### The data
□ □ □ □ □ □ □
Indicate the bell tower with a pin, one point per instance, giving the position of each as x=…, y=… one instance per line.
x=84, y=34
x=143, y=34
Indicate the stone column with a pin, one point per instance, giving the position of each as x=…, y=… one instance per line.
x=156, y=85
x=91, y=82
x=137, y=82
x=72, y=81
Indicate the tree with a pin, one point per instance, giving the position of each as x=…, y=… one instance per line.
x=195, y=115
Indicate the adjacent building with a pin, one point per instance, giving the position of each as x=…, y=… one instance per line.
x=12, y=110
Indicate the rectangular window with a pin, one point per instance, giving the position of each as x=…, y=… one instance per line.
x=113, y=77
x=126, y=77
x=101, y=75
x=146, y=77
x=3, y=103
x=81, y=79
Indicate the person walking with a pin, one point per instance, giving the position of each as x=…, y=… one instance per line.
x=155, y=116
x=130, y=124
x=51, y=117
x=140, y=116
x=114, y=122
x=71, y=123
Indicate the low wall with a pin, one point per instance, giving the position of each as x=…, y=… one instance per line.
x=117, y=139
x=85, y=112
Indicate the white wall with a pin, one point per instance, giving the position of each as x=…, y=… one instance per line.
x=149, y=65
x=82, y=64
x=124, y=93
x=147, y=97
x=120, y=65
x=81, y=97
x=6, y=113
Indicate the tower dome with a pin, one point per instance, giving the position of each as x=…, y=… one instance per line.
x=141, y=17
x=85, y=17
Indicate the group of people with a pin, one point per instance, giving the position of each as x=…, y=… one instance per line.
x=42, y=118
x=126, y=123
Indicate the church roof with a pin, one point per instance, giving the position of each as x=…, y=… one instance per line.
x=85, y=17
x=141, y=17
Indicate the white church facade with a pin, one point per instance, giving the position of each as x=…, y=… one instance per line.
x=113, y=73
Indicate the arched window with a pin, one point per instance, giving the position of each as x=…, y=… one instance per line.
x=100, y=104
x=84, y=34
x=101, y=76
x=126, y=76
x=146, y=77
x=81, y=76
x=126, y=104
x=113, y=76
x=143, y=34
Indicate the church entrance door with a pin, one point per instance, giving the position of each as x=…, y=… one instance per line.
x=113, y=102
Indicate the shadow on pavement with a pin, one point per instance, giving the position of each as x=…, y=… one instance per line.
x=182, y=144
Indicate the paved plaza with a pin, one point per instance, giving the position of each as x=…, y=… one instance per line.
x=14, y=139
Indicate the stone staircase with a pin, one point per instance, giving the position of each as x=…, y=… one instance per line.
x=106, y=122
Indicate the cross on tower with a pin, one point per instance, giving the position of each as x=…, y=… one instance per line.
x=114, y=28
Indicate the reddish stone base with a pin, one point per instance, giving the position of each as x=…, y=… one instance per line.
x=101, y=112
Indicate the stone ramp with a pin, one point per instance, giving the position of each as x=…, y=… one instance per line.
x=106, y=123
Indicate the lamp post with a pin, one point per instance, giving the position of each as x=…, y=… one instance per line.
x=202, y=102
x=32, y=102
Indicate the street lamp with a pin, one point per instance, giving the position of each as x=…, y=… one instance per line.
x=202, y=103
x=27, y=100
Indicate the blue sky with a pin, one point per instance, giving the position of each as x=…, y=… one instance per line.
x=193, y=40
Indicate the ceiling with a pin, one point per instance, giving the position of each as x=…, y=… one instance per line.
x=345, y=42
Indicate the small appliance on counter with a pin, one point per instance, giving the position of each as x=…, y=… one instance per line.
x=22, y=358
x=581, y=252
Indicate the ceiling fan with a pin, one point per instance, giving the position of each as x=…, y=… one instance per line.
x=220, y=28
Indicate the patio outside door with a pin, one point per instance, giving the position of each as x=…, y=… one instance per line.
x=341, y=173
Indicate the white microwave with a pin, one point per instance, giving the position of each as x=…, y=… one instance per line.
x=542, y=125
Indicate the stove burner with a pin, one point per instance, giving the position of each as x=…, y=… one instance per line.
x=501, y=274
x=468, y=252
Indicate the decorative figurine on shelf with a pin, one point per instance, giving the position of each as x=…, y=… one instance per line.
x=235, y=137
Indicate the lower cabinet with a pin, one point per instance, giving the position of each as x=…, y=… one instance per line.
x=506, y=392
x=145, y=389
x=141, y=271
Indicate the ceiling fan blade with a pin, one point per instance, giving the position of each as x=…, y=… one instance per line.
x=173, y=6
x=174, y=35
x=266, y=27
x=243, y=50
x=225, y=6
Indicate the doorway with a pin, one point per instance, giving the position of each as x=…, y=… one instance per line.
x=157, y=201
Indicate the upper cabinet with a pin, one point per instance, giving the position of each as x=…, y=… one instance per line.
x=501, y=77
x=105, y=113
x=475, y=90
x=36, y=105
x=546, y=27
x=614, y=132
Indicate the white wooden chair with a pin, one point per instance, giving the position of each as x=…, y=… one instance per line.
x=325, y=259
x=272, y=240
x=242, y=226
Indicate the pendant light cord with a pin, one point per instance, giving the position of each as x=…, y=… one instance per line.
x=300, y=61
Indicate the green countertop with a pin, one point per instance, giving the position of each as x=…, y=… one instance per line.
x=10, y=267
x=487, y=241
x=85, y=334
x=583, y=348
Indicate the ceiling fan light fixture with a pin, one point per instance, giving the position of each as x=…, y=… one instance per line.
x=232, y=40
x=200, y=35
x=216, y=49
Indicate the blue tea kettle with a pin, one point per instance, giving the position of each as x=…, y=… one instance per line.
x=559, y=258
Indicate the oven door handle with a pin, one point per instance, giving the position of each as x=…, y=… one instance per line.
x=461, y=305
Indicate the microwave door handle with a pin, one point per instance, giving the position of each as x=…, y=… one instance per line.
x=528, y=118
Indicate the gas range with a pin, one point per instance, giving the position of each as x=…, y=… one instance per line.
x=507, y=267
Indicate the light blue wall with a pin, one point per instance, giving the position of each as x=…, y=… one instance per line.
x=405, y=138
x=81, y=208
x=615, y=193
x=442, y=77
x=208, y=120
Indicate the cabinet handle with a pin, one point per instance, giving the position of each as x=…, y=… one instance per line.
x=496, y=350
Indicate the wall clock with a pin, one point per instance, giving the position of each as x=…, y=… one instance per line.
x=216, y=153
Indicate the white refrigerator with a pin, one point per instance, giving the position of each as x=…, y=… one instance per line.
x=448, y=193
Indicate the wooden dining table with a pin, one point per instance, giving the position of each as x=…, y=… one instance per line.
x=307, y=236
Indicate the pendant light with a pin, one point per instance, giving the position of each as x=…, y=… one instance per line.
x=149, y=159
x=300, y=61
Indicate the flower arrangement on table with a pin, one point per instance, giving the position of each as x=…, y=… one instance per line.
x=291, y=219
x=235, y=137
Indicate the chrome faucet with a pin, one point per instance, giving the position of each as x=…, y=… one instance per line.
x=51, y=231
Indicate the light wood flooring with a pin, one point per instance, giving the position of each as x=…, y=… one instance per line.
□ □ □ □ □ □ □
The whole listing above should be copied out exactly, line by line.

Indicate the bell tower with a pin, one point per instance, giving the position of each as x=…, y=… one instance per line.
x=84, y=34
x=143, y=34
Indicate the stone column with a pin, one point per instance, giving the position of each as x=…, y=… one instance per line.
x=156, y=85
x=91, y=82
x=137, y=82
x=72, y=81
Indicate the tree with a pin, one point per instance, giving the position of each as x=…, y=… one instance per line.
x=195, y=115
Indicate the adjacent building with a pin, one point per instance, giving the position of each as x=…, y=… one instance per line.
x=12, y=110
Indicate the rectangular window with a pin, one point per instance, giving the position of each as x=…, y=… one instance per line.
x=113, y=77
x=126, y=77
x=101, y=75
x=146, y=77
x=3, y=103
x=81, y=79
Indicate the person walking with a pin, one point per instance, giving the position of each as x=…, y=… one instance per line.
x=155, y=116
x=130, y=124
x=51, y=117
x=140, y=116
x=114, y=122
x=71, y=123
Indicate the low wall with a pin, one point per instance, giving the position of each as x=…, y=… one instance per line.
x=117, y=139
x=85, y=112
Indicate the white wall with a pin, one point per instance, giving the position of each as x=…, y=… one instance per line.
x=149, y=65
x=82, y=64
x=124, y=93
x=147, y=97
x=120, y=65
x=81, y=97
x=6, y=113
Indicate the tower dome with a pin, one point per instance, giving the position of each as x=…, y=… one instance per line.
x=141, y=17
x=85, y=17
Indicate the group of people with a pin, one point per instance, giving the position of each as x=…, y=… one instance per line.
x=42, y=118
x=126, y=123
Indicate the church roof with a pin, one point per instance, giving the position of each as x=…, y=… one instance per line.
x=85, y=17
x=141, y=17
Indicate the white church facade with a pin, one point per instance, giving the position of each as x=…, y=… one instance per line.
x=113, y=73
Indicate the arched window with a pin, one point per instance, giving the position of each as x=…, y=… one instance per line.
x=100, y=104
x=84, y=34
x=101, y=76
x=126, y=76
x=146, y=77
x=81, y=76
x=126, y=104
x=113, y=76
x=143, y=34
Indicate the church entrance door with a pin, one point per instance, giving the position of each as x=…, y=… one instance per line.
x=113, y=102
Indicate the shadow on pavement with a pin, one point per instance, giving the position of each as x=…, y=… one instance per line.
x=182, y=144
Indicate the paved plaza with a pin, one point per instance, giving the position of each as x=…, y=… one instance per line.
x=14, y=139
Indicate the stone staircase with a pin, one point per instance, giving the position of each as x=…, y=… one instance per line.
x=106, y=122
Indicate the cross on tower with a pin, one point per instance, giving the position of each as x=…, y=… one instance per line.
x=114, y=28
Indicate the reddish stone base with a pin, one point per instance, giving the position of each as x=…, y=… one instance per line.
x=101, y=112
Indicate the stone ramp with a pin, one point per instance, giving the position of each as x=…, y=… one instance per line.
x=106, y=123
Indicate the lamp post with a pin, one point per instance, giving the position of each as x=…, y=… one instance per line.
x=202, y=102
x=32, y=102
Indicate the street lamp with a pin, one point per instance, giving the position of each as x=…, y=… one instance per line.
x=202, y=103
x=27, y=100
Indicate the blue sky with a pin, one point per instance, giving the position of each as x=…, y=… one instance per line.
x=193, y=40
Indicate the ceiling with a pin, one point per instance, giving the position of each as x=…, y=… one instance per line.
x=345, y=42
Indicate the small appliance on counter with a pin, one point per instance, giving the position of each as x=…, y=… one instance per line.
x=22, y=358
x=581, y=252
Indicate the ceiling fan with a pin, one point per instance, giving the position of each as x=…, y=… one instance per line.
x=220, y=28
Indicate the patio outside door with a pin, one point per instance, giving the position of each as x=…, y=… one instance per line.
x=341, y=173
Indicate the white microwave with a pin, one point per instance, giving the position of each as x=…, y=… one instance per line.
x=542, y=125
Indicate the stove burner with a pin, one point per instance, giving the position of each as x=…, y=… one instance per line.
x=501, y=274
x=468, y=252
Indicate the decorative figurine on shelf with a pin, one point per instance, giving the position of each as x=…, y=… one instance per line.
x=235, y=137
Indicate the lower cabinet with a pin, one point per instance, giving the position of each as x=…, y=… one instance per line.
x=506, y=392
x=145, y=389
x=141, y=271
Indicate the ceiling fan blade with a pin, one point per instance, giving the position of each as x=…, y=… one instance per line.
x=173, y=6
x=174, y=35
x=266, y=27
x=243, y=50
x=225, y=6
Indicate the doorway with a pin, one point per instance, giving the position of each as x=…, y=… one instance per line.
x=157, y=201
Indicate the upper cabinet with a pin, one point per instance, giving the position of each as x=…, y=… one instance per line.
x=501, y=77
x=105, y=113
x=475, y=90
x=36, y=105
x=546, y=27
x=614, y=132
Indicate the white wooden chair with a pin, one point per instance, giving the position of each as x=…, y=… one instance per line.
x=325, y=259
x=272, y=240
x=242, y=226
Indicate the pendant light cord with a pin, one point per instance, giving the position of each as x=…, y=… one instance per line.
x=300, y=61
Indicate the green countertop with a pin, one point per instance, giving the position of each as x=…, y=… one instance per line.
x=10, y=267
x=487, y=241
x=85, y=334
x=583, y=348
Indicate the ceiling fan light fixture with a pin, one point per instance, giving the position of each as x=…, y=… one instance per line.
x=232, y=40
x=200, y=35
x=216, y=49
Indicate the blue tea kettle with a pin, one point per instance, giving the position of each as x=…, y=… one instance per line.
x=559, y=258
Indicate the oven door handle with a pin, one point per instance, giving the position of each as x=…, y=… one instance per line.
x=461, y=305
Indicate the microwave door handle with a pin, one point per instance, giving the position of each as x=…, y=… one instance per line.
x=528, y=118
Indicate the gas range with a pin, one point per instance, giving the position of each as x=…, y=… one instance per line.
x=507, y=267
Indicate the light blue wall with a pin, one point per instance, giving the position of each as x=…, y=… one instance per line.
x=405, y=138
x=81, y=208
x=615, y=193
x=442, y=77
x=208, y=120
Indicate the cabinet handle with a pin, one point per instance, giving the position of each as x=…, y=… one instance per line.
x=496, y=350
Indicate the wall clock with a pin, one point per instance, giving the position of each as x=…, y=… one instance per line.
x=216, y=153
Indicate the white refrigerator with a pin, one point per instance, giving the position of each as x=…, y=… one instance per line.
x=448, y=193
Indicate the wooden dining table with a pin, one point per instance, giving the position of each as x=…, y=… one instance per line.
x=307, y=236
Indicate the pendant light with a pin, one point per instance, giving the position of each as x=…, y=… one instance per line.
x=149, y=159
x=300, y=61
Indicate the flower arrangement on table with a pin, one point per instance, giving the position of each as x=…, y=… one instance per line.
x=291, y=219
x=235, y=137
Indicate the chrome faucet with a pin, one point per instance, giving the position of each as x=…, y=… one instance per line.
x=51, y=231
Indicate the light wood flooring with a pin, one point per instance, giving the position of each as x=…, y=… one instance per line.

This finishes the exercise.